**Goal of the exercise:**
Pick out every line of the material below that contains the string "instance", and copy each one. Case counts.

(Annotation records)

=====

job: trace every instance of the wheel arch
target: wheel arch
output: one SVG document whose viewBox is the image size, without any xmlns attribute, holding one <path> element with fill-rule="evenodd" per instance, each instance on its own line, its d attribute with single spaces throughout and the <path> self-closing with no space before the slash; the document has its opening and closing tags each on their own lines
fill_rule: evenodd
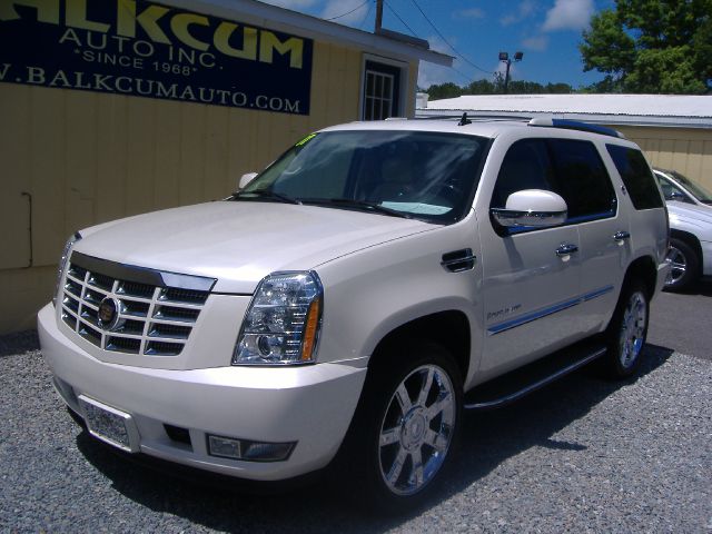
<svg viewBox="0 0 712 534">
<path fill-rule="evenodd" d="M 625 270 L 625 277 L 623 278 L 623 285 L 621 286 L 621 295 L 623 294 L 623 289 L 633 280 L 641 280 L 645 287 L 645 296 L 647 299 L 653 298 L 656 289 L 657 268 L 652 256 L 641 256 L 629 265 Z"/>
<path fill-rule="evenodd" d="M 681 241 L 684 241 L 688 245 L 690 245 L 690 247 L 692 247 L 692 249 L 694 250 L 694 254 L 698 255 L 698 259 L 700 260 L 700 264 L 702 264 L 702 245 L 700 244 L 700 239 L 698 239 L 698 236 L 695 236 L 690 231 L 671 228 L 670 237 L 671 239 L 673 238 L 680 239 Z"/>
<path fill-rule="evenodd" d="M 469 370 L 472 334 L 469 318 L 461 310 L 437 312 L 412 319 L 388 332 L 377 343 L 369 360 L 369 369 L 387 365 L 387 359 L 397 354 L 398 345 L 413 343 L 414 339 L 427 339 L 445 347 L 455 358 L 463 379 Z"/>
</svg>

=====

**Task solution:**
job: trace every instance of the wheel arch
output: one SVG document whose viewBox is the image size, without any xmlns attribute, holding one <path> element with fill-rule="evenodd" per instance, each instance on its own line, its d attribute with single spaces throughout and the <path> self-closing with no space before the slash; the document has its opening and closing tags each on their own lines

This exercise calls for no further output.